▸ TASK: Transcribe the records below. Leave nothing out and change nothing.

[Extracted data entries]
○ ○ ○ ○

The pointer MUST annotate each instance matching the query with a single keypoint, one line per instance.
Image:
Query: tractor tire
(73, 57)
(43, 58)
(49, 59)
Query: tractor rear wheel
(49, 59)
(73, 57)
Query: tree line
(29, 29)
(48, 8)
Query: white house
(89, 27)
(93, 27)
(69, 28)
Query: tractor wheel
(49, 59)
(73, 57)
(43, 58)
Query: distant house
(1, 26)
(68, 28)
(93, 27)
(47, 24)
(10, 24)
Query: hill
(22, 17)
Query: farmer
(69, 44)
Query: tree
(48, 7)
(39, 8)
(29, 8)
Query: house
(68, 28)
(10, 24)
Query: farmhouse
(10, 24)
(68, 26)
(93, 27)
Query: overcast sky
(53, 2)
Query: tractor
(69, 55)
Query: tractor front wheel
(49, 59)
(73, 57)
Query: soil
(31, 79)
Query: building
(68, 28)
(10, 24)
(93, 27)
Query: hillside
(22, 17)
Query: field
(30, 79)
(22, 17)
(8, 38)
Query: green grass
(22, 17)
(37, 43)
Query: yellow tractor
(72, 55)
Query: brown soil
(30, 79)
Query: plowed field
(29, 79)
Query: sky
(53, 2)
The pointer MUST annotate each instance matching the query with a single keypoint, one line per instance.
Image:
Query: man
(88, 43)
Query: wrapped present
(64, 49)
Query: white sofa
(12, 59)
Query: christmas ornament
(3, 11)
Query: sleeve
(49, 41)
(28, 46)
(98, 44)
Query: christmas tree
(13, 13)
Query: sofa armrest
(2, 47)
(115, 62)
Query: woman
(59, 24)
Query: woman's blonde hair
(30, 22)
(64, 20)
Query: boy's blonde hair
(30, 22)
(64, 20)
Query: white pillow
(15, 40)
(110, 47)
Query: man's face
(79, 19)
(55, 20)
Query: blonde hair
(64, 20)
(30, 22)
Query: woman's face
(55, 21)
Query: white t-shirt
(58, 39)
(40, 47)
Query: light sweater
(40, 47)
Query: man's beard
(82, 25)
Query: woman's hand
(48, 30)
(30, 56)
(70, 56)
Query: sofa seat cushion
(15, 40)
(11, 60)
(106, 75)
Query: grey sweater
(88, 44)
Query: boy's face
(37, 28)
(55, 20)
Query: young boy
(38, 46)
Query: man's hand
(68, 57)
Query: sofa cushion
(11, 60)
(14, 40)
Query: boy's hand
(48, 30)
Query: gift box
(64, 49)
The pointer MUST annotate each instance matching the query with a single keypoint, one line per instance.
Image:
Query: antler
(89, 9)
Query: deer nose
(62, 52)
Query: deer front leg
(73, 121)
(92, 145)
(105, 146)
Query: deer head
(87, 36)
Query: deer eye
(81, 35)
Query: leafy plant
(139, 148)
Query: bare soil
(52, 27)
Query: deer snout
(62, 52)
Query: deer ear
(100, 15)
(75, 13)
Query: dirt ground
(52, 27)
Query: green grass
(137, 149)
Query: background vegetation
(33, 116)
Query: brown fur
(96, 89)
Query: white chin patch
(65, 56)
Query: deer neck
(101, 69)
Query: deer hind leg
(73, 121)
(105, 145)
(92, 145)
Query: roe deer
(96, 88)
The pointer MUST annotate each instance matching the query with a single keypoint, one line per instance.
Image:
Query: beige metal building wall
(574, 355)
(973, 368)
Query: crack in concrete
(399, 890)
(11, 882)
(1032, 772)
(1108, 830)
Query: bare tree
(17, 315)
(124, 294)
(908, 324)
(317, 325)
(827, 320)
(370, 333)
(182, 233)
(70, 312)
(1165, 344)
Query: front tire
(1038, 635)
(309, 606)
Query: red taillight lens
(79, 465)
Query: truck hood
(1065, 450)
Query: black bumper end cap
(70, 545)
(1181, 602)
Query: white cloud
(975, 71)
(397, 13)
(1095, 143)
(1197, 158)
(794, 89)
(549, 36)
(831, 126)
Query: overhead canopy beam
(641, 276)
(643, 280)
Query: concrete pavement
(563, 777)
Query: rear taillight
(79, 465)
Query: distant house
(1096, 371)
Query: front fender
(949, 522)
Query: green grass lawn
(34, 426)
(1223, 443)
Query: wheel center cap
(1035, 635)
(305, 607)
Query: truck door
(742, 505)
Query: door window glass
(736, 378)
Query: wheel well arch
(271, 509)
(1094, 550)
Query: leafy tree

○ ○ ○ ○

▸ OUTPUT OF THE EXERCISE:
The pointer MUST annotate each instance matching the query with a single keypoint, one line per instance.
Image:
Query: tractor tire
(73, 57)
(43, 58)
(49, 59)
Query: tractor rear wheel
(49, 59)
(73, 57)
Query: tree line
(29, 29)
(48, 8)
Query: white house
(89, 27)
(93, 27)
(69, 28)
Query: tractor wheel
(49, 59)
(73, 57)
(43, 58)
Query: distant house
(1, 26)
(68, 28)
(93, 27)
(47, 24)
(10, 24)
Query: hill
(22, 17)
Query: farmer
(69, 44)
Query: tree
(48, 7)
(39, 8)
(29, 8)
Query: house
(68, 28)
(10, 24)
Query: farmhouse
(10, 24)
(68, 26)
(93, 27)
Query: overcast sky
(53, 2)
Query: tractor
(69, 55)
Query: tractor front wheel
(49, 59)
(73, 57)
Query: soil
(31, 79)
Query: building
(68, 28)
(10, 24)
(93, 27)
Query: hillside
(22, 17)
Query: field
(30, 79)
(22, 17)
(8, 38)
Query: green grass
(22, 17)
(37, 43)
Query: yellow tractor
(72, 55)
Query: brown soil
(30, 79)
Query: plowed field
(29, 79)
Query: sky
(53, 2)
The pointer MUST annotate each instance matching the query with a single keypoint, one line per instance.
Image:
Query: man
(88, 43)
Query: wrapped present
(64, 49)
Query: white sofa
(12, 59)
Query: christmas ornament
(3, 11)
Query: sleeve
(49, 41)
(28, 46)
(98, 44)
Query: christmas tree
(13, 13)
Query: sofa armrest
(2, 47)
(115, 62)
Query: woman
(59, 24)
Query: woman's blonde hair
(30, 22)
(64, 20)
Query: boy's blonde hair
(30, 22)
(64, 20)
Query: white pillow
(15, 40)
(110, 47)
Query: man's face
(79, 19)
(55, 20)
Query: blonde hair
(64, 20)
(30, 22)
Query: woman's face
(55, 21)
Query: white t-shirt
(58, 39)
(40, 47)
Query: light sweater
(40, 47)
Query: man's beard
(82, 25)
Query: woman's hand
(48, 30)
(30, 56)
(70, 56)
Query: sofa seat cushion
(15, 40)
(11, 60)
(106, 75)
Query: grey sweater
(88, 44)
Query: boy's face
(37, 28)
(55, 20)
Query: young boy
(38, 46)
Query: man's hand
(68, 57)
Query: sofa cushion
(11, 60)
(14, 40)
Query: boy's hand
(48, 30)
Query: gift box
(64, 49)
The pointer MUST annotate each instance matching the query with a single keypoint, one line per instance.
Image:
Query: antler
(89, 9)
Query: deer nose
(62, 52)
Query: deer front leg
(73, 121)
(92, 145)
(105, 146)
Query: deer head
(87, 36)
Query: deer eye
(81, 35)
Query: leafy plant
(139, 148)
Query: bare soil
(52, 27)
Query: deer snout
(62, 52)
Query: deer ear
(100, 15)
(75, 13)
Query: dirt ground
(52, 27)
Query: green grass
(137, 149)
Query: background vegetation
(33, 116)
Query: brown fur
(96, 89)
Query: white chin patch
(65, 56)
Query: deer neck
(101, 69)
Query: deer hind leg
(73, 121)
(105, 145)
(92, 145)
Query: roe deer
(96, 88)
The pointer MUST annotate each instance matching the query with a single keypoint, one line per instance.
Image:
Query: beige metal building wall
(574, 355)
(973, 368)
Query: crack in concrete
(399, 890)
(11, 882)
(1032, 772)
(1108, 830)
Query: bare tree
(17, 315)
(124, 294)
(908, 324)
(317, 325)
(827, 320)
(370, 333)
(182, 233)
(70, 312)
(1165, 344)
Query: front tire
(1038, 635)
(309, 606)
Query: red taillight lens
(79, 465)
Query: truck hood
(1065, 450)
Query: black bumper end cap
(70, 545)
(1181, 602)
Query: white cloud
(975, 71)
(397, 13)
(1095, 143)
(1197, 158)
(794, 89)
(549, 36)
(831, 126)
Query: overhead canopy beam
(641, 276)
(643, 280)
Query: concrete pavement
(563, 777)
Query: rear taillight
(79, 465)
Query: distant house
(1096, 371)
Query: front fender
(949, 522)
Query: green grass lawn
(34, 426)
(1223, 443)
Query: wheel center cap
(1035, 635)
(305, 607)
Query: truck door
(742, 505)
Query: door window glass
(736, 378)
Query: wheel well arch
(271, 509)
(1094, 550)
Query: leafy tree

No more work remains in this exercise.